** YOUR ASSIGNMENT **
Answer these questions about the commentary on the Percy Jackson books.
(a) Who captured Clarisse in the second book?
(b) In the fourth book, what does Percy compare a girl's braids to?
(c) Who is the first to comfort Beckendorf's girlfriend after his death?
─── PASSAGE PROVIDED
It's once again time to discuss my complicated relationship with the Percy Jackson books! I have such mixed feelings about this series . . .
As with the previous four books in the series, I'm finding Percy Jackson and the Last Olympian too exciting to give up on and too problematic not to facepalm over. I really, really like what's being done with Clarisse. Unfortunately, during an argument, Percy brings up that she owes him for saving her from "rotting in a cave" when she was captured by Polyphemus in the second book. If you've read my previous comments on that book, you might remember that when Polyphemus captured Clarisse, he tried to rape her. And now Percy's bringing it up years later to score points off her in an unrelated context. So, yeah . . .
I'm once again boggling over the racial cluelessness. In the fourth book, Percy, who has actually fought the REAL Medusa before, compares a human-appearing black girl's braids to Medusa's snakes. (Okay, yeah, the girl turned out to be a monster in disguise, but the first time Percy saw her, she was passing for a perfectly normal human, so we can assume her hair looked like perfectly normal human hair. And now that I bring it up, given the dearth of characters of color in this series, her turning out to be a monster makes it even worse, especially considering the type of monster she turned out to be.) In the fifth book, the black guy dies first, which I thought was such a well-known cliche that writers know not to do it now. I'm holding out a tiny glimmer of hope that the death was a fake-out-- our first person narrator never saw the body, after all-- but there have been other times when Riordan whipped out a shameless cliche and/or racefail and played it straight.
Also, the death happened shortly after Beckendorf showed Percy a picture of his girlfriend and Percy infodumped about how those two had liked each other for years and finally got together not long before the mission-- I have thoughts on that too. So far, the bereaved girlfriend's grief is being portrayed well, and I love how Clarisse is the first one to step up to comfort her. But I can't help feeling inappropriately amused about the naked cliche-invoking and the fact that Beckendorf and Silena were present in the first three books but gave no sign of being aware of each other's existence, worked together briefly in the fourth book during which time he showed some faint evidence of maybe being a little bit interested in her (which could have been chalked up to her beauty as a daughter of Aphrodite rather than any interest in Silena specifically) and she showed no evidence of interest in him, and nobody said anything about the two of them liking each other, but then in the fifth book we're told-not-shown that they have been smitten with each other for years and everybody knew and was just waiting for them to get together. Oh, yeah, and Beckendorf had also been the anchor of the camp all along, so the campers feel unsteady and lost without him. It's too bad for Rick Riordan that he'd already decided to make Beckendorf only a little older than Percy and couldn't go back and make him a married father of three on the verge of retirement.
──────
─── DATA RECORDS
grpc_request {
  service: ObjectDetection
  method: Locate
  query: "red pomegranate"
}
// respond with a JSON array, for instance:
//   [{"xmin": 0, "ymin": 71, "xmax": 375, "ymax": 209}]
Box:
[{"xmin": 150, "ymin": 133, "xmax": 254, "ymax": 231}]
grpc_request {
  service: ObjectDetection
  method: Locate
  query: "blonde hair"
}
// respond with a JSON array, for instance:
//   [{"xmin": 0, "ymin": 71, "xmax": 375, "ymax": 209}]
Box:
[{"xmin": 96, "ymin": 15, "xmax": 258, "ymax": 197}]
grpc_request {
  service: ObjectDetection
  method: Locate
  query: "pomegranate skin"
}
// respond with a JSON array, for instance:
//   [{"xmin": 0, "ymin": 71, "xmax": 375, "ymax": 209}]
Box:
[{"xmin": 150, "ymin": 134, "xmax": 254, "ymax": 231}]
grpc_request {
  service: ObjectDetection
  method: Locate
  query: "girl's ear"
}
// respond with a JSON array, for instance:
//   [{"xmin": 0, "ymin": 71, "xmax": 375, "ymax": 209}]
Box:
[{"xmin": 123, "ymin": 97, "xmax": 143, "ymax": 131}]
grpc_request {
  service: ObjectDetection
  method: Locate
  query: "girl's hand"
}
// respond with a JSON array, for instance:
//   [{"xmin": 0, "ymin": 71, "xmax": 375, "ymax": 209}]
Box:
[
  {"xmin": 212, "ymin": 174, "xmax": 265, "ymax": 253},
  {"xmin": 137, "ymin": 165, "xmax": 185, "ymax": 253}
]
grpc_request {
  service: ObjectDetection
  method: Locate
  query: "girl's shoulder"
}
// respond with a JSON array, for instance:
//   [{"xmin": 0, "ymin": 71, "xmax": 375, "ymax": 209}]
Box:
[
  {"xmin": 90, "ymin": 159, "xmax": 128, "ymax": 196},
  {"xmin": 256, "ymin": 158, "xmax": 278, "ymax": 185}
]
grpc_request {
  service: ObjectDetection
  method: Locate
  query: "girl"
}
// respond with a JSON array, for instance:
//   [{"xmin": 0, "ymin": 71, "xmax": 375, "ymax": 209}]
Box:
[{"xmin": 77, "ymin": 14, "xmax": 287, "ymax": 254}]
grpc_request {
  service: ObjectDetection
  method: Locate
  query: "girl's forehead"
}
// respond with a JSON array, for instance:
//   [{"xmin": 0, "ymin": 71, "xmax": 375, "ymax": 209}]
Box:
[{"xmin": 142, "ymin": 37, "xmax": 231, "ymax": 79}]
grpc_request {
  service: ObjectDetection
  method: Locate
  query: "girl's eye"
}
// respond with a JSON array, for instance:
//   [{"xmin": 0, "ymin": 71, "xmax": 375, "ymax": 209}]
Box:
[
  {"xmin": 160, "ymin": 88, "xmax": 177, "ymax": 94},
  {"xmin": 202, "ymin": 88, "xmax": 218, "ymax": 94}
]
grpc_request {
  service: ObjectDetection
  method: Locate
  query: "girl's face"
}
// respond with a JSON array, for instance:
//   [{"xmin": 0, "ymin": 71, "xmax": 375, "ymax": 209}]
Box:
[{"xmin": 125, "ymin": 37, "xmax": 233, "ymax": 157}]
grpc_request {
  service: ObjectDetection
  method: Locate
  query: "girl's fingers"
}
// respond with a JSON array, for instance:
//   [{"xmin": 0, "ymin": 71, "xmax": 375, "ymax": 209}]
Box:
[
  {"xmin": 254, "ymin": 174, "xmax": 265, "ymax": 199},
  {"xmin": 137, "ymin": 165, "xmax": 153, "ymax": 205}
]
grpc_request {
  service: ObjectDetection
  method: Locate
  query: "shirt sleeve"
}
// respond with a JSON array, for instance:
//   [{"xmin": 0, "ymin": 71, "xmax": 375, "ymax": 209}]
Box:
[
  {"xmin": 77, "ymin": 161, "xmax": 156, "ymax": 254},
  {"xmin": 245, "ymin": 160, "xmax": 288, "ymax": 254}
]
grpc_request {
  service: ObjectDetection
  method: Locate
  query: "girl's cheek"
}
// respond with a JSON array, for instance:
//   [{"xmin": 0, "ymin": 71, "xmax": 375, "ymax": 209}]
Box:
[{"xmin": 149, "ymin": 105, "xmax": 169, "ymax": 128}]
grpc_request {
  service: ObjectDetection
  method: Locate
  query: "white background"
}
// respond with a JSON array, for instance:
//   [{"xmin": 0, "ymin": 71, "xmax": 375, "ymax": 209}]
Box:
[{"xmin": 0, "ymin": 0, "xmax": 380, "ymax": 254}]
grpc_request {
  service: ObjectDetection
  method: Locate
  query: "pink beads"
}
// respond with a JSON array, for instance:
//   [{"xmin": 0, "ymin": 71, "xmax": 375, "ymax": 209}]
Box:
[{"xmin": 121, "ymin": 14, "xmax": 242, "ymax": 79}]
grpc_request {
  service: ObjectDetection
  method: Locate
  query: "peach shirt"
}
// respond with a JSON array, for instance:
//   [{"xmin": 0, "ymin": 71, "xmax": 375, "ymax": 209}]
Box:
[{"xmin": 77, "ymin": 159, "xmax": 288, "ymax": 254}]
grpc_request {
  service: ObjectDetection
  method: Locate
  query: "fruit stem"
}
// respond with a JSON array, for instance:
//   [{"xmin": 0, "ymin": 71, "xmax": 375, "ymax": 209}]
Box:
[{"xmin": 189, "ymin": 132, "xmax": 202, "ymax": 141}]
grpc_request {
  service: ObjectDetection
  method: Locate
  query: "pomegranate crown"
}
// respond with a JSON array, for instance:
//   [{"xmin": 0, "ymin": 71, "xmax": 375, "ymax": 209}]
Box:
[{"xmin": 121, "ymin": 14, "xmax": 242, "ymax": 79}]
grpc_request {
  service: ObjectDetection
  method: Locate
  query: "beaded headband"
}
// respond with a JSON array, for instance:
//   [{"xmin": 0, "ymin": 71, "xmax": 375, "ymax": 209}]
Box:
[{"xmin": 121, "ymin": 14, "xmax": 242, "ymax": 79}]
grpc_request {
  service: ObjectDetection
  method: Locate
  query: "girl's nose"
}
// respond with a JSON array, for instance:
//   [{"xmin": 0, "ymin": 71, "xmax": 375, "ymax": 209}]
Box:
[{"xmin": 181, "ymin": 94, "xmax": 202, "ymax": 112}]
──────
** EXERCISE ANSWER **
(a) Polyphemus
(b) Medusa's snakes
(c) Clarisse